▶ What is required
Can you reproduce every line of the entries below, requests included, with each bounding-box coordinate in the answers offset by 24?

(Region annotation entries)

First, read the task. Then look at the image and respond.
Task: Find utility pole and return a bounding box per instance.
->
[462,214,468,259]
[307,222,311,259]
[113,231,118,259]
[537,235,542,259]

▶ Written response
First, read the task. Then look at the image and respond.
Task: Find utility pole and return a bounding box per instance.
->
[486,238,492,283]
[331,246,335,283]
[137,255,142,283]
[561,259,566,283]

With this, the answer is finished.